**TASK INSTRUCTIONS**. Pick up the news article on migrants in Russia and Central Asia after its last sentence and write what comes next.

Global perspective Human stories

Millions of migrants across Russia, Central Asia, ‘teetering on the brink’, as UN launches urgent appeal

Children play at the multi-ethnic Krupskaya School in the town of Nookat, Osh oblast, Kyrgyzstan. (November 2010)
OCHA/Eurasia Foundation of Central Asia
Children play at the multi-ethnic Krupskaya School in the town of Nookat, Osh oblast, Kyrgyzstan. (November 2010)

Millions of migrants across Russia, Central Asia, ‘teetering on the brink’, as UN launches urgent appeal

Migrants and Refugees

The International Organization for Migration (IOM) launched an urgent $7 million appeal on Thursday, to ease the impact of COVID-19 on migrant communities in five Central Asian countries and the Russian Federation, where the pandemic is pushing a growing number of migrant workers into poverty.

The appeal aims to help thousands who are stranded in Kazakhstan, Kyrgyzstan, the Russian Federation, Tajikistan, Turkmenistan and Uzbekistan.  It was launched virtually by more than 100 representatives from donors, embassies, migration experts and Governments, together with senior IOM staff in Vienna, Moscow, Nur Sultan and other regional capitals.

Dramatic transformation

The advance of the new coronavirus is dramatically transforming the social and economic face of a region, that accounts for one-sixth of the world’s surface, and recovery will take years.

Remittance flows - the lifeblood of several regional economies - has slowed to a trickle, IOM says.  Hundreds of thousands of jobs also have been lost abroad, with millions of families in danger of slipping rapidly into extreme poverty.  Those migrants who do make it home, are returning to joblessness, stigma, and potentially, social unrest.

In one of the world’s most mobile regions, where millions migrate for work between Central Asia and the Russian Federation, more than 80 per cent of migrants surveyed by IOM and its partners, report either a reduction or total loss in their incomes.

Huge resources are needed simply to provide health care for the sick and ensure measures are taken to flatten the curve. 

Migrants ‘ruthlessly exploited’

“We know from previous crises that migrants are ruthlessly exploited, by having their wages cut or being threatened with being reported to the authorities,” said Dyane Epstein, IOM’s Regional Director for South-Eastern Europe, Eastern Europe and Central Asia. “Some will be forced into the shadow economy, where they are further exploited, compromising their physical and mental health.”

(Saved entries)
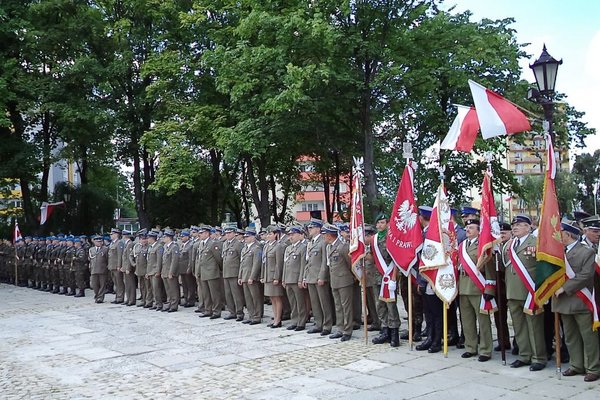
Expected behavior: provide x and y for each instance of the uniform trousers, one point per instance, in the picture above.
(234, 297)
(342, 298)
(117, 277)
(129, 287)
(296, 297)
(471, 317)
(254, 300)
(582, 343)
(98, 284)
(320, 302)
(529, 333)
(212, 293)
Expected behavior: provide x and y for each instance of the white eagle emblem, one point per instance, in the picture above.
(406, 217)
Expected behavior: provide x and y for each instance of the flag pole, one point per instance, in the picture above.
(557, 340)
(410, 313)
(445, 313)
(363, 282)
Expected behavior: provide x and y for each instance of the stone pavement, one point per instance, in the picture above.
(58, 347)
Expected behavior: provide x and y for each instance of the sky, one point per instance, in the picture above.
(571, 31)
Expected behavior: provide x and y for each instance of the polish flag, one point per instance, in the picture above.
(463, 132)
(46, 210)
(497, 116)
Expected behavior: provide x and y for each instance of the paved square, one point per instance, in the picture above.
(58, 347)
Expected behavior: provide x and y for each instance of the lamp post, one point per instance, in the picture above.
(545, 69)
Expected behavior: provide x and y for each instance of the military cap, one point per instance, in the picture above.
(570, 226)
(425, 211)
(469, 210)
(169, 232)
(580, 214)
(315, 223)
(592, 222)
(505, 226)
(521, 218)
(330, 229)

**ANSWER TO THE PROBLEM**.
IOM plans to provide support to Governments and communities dealing with the impact of disruption to labour markets and severely reduced remittance flows.  “Our initial research shows that over 90 per cent of labour migrants will be unable to send remittances home,” warned IOM Sub-Regional Coordinator for Central Asia, Xeynal Hajiyev.  “They have no savings and the industries they depend on are mothballed.”

Millions ‘teetering on the brink’

IOM Chief of Mission for the Russian Federation, Abdusattor Esoev, agreed that this represents a clear and present crisis. With 60 per cent of migrants unable to pay their rent and more than 40 per cent unable to afford food, “millions of people are teetering on the brink,” he said.  “We can provide a safety net but the time to act is right now.”

Funds raised through the appeal will provide migrants – especially women and children stranded in destination and transit countries (Russia, Kazakhstan, and Turkey) with safe living conditions, information on COVID-19, protective masks and sanitizers, and access to health screening and online education for children.

IOM will also assist Central Asian migrants in returning to their homelands, reintegrating into their home communities and seeking alternative employment across the region.

Coronavirus figures

According to the World Health Organization (WHO), as of Friday, the Russian Federation has confirmed 252,245 cases of COVID-19 since 31 January; 2,305 people have died.  

In Kazakhstan, 5,571 people have been infected and 33 people have died, according to WHO, while Kyrgyzstan has registered 1,082 confirmed cases and 12 deaths.  

There are 729 cases in Tajikistan and 23 people have died from COVID-19. In Uzbekistan, the virus has infected 2,620 people and caused 11 deaths.  WHO has not confirmed any COVID-19 infections or deaths in Turkmenistan, as of 15 May.